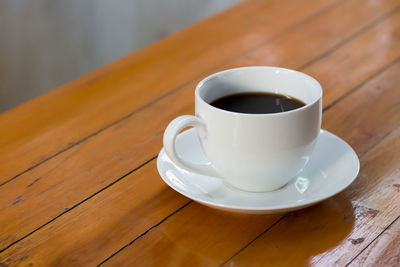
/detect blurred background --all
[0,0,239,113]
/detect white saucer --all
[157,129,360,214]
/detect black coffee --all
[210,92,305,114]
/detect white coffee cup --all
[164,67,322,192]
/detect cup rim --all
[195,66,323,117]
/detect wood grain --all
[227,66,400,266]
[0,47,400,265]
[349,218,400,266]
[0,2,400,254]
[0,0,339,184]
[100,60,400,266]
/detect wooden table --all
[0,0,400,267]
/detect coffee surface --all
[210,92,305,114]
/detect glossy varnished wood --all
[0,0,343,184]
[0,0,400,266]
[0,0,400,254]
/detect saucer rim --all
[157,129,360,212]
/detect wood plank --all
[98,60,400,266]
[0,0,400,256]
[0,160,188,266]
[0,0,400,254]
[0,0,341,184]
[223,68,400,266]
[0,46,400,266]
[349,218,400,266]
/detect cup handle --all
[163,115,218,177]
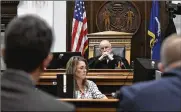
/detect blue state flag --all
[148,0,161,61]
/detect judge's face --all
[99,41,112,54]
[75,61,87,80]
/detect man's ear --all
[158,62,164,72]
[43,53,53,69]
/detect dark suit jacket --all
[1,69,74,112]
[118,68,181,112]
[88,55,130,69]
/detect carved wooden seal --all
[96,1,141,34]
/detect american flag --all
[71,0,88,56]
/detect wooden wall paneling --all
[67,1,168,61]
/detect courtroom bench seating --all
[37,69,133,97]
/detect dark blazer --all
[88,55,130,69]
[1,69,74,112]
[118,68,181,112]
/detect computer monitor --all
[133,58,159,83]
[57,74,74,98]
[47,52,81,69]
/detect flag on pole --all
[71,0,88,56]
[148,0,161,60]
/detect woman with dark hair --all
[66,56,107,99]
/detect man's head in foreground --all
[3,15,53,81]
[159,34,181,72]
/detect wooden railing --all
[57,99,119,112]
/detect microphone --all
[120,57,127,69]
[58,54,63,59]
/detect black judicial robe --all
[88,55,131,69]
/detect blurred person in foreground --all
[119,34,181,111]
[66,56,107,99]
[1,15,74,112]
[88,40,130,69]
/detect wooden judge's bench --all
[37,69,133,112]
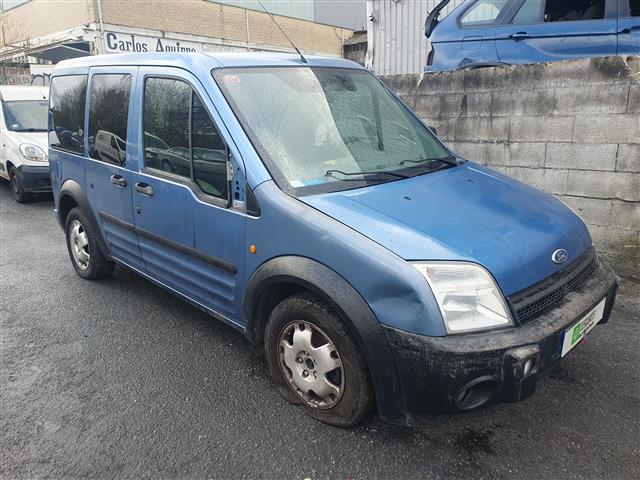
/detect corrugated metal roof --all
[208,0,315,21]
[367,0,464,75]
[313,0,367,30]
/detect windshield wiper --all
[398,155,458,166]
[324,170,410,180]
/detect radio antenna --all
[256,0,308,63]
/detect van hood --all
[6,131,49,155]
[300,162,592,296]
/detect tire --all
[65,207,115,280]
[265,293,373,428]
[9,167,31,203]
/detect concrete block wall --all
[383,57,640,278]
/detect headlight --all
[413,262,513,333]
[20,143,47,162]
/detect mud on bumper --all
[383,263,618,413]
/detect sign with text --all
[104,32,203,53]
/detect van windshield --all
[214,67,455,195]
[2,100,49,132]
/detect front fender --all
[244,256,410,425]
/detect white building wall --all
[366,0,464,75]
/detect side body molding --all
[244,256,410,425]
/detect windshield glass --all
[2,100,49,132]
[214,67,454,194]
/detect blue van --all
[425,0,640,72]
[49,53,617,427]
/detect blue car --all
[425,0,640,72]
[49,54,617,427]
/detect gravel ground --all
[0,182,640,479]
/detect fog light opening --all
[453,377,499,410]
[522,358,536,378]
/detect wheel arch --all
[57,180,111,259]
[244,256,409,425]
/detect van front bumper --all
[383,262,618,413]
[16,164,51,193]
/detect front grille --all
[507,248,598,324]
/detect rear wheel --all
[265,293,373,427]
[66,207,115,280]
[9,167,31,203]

* * *

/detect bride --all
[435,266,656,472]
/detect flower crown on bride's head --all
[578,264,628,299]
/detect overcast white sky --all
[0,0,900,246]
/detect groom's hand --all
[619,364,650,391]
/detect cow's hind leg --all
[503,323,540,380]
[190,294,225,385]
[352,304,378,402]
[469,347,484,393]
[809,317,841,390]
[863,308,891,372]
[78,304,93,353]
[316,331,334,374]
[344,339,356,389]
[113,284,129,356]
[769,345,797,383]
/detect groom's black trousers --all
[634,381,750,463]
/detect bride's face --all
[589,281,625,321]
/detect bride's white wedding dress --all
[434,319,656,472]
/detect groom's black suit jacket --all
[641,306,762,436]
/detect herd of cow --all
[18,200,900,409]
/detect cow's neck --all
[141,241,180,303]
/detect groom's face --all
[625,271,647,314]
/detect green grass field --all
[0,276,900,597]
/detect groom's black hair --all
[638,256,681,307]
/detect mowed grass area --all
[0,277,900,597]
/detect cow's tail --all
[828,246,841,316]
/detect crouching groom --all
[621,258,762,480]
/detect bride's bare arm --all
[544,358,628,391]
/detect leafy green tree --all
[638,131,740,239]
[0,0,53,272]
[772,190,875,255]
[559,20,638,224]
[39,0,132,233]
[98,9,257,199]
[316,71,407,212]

> **Task goal**
Copy out the entries from the line containing "bride's head --all" through the line containing "[619,364,650,391]", both lines included, reproducing every character unchanged.

> **The completed task**
/detect flower crown on bride's head --all
[578,264,628,299]
/detect overcast white sky --all
[0,0,900,246]
/detect groom's hand --all
[619,364,650,391]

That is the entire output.